Task input:
---*---

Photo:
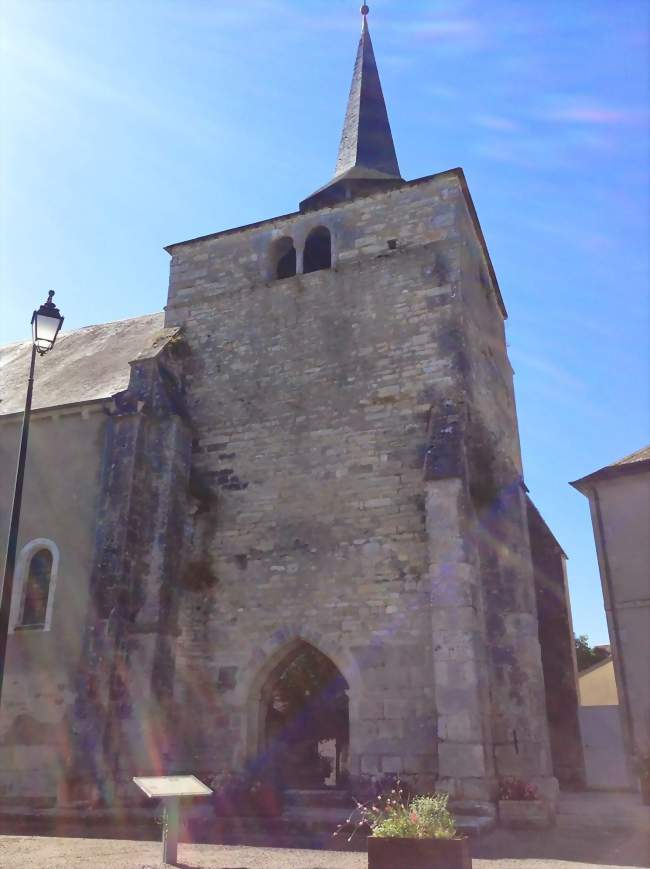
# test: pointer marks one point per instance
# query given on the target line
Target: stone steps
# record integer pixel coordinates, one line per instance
(598, 810)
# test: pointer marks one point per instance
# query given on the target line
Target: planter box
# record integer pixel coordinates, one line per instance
(418, 853)
(525, 814)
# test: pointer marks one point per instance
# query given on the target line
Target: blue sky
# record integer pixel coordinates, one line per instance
(130, 124)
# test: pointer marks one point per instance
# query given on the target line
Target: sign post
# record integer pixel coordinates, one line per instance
(170, 789)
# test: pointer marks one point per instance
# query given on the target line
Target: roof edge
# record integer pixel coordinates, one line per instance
(534, 507)
(610, 472)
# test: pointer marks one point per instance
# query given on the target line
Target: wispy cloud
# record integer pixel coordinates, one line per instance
(593, 114)
(496, 122)
(456, 32)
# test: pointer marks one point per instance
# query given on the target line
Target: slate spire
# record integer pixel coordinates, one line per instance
(367, 161)
(367, 141)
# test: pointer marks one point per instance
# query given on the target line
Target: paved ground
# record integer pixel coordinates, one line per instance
(559, 849)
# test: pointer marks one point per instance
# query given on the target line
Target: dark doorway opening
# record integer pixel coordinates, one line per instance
(318, 250)
(285, 258)
(306, 720)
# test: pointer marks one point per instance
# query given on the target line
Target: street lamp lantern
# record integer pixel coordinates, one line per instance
(46, 324)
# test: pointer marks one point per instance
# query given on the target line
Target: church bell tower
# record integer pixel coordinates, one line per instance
(355, 425)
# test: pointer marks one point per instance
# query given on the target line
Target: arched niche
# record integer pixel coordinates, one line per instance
(35, 583)
(283, 258)
(318, 250)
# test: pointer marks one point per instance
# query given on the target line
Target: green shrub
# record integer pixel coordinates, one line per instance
(396, 815)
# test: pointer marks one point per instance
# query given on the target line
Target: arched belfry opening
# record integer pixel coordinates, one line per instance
(284, 258)
(318, 250)
(305, 720)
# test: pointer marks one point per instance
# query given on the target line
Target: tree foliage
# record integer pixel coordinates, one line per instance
(586, 655)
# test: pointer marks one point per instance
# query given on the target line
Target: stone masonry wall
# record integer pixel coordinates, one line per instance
(517, 699)
(311, 401)
(350, 426)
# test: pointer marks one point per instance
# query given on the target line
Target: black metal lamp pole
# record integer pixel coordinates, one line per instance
(46, 323)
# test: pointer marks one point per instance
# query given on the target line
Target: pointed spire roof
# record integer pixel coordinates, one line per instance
(367, 161)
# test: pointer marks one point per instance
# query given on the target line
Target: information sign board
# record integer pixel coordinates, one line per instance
(172, 786)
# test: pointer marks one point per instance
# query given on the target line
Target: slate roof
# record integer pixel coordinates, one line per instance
(367, 161)
(85, 365)
(632, 464)
(367, 141)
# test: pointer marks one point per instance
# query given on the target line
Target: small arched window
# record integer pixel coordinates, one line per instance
(36, 591)
(32, 599)
(318, 250)
(284, 258)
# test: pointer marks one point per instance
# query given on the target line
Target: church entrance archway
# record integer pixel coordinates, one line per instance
(305, 716)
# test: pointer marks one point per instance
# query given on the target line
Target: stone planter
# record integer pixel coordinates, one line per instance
(418, 853)
(525, 814)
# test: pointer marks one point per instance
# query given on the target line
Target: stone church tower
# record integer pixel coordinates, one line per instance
(355, 425)
(314, 473)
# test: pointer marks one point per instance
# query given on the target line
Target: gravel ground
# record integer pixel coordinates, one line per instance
(499, 850)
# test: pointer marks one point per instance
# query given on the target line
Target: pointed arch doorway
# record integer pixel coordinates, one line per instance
(305, 720)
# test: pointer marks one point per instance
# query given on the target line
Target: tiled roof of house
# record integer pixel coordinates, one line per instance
(86, 364)
(641, 455)
(636, 461)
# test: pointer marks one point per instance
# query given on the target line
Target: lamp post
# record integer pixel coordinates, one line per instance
(46, 324)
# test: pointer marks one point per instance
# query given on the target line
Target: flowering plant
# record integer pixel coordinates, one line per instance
(396, 815)
(516, 789)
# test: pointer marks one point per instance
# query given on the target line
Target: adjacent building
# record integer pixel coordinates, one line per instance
(619, 499)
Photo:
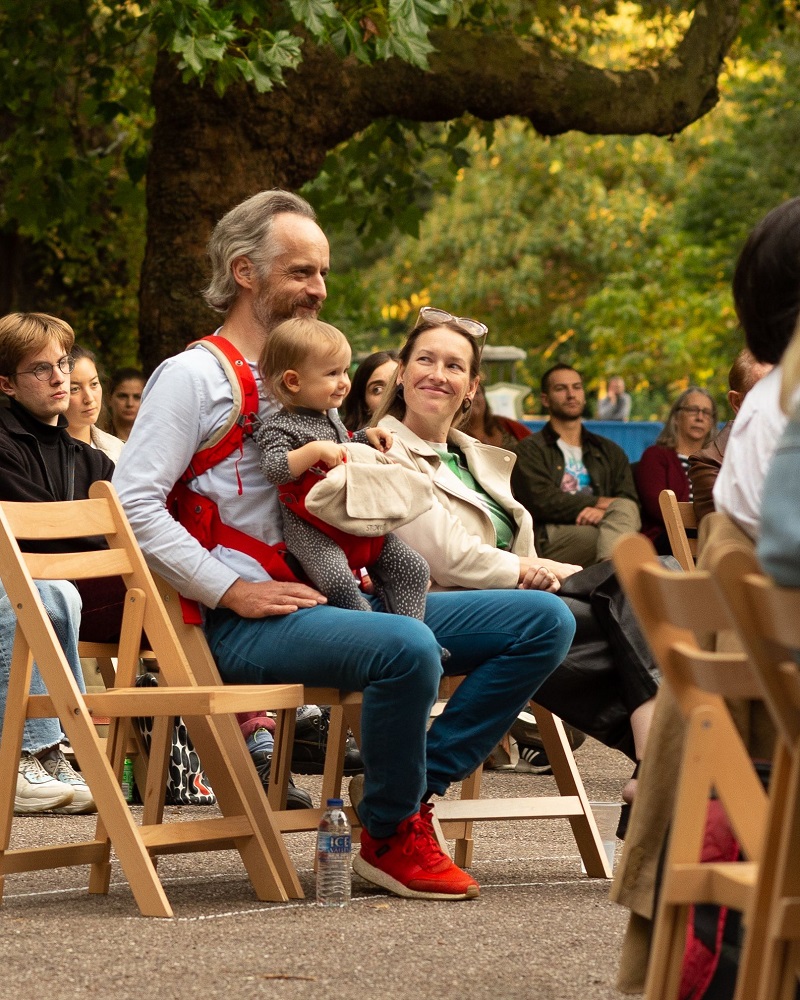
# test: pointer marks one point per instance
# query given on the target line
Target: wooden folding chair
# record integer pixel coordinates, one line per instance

---*---

What is asked: Pick out each line of the records above that contains the word "ground" and copy it in full.

Complete answer:
Target: paved ground
Target: gravel ground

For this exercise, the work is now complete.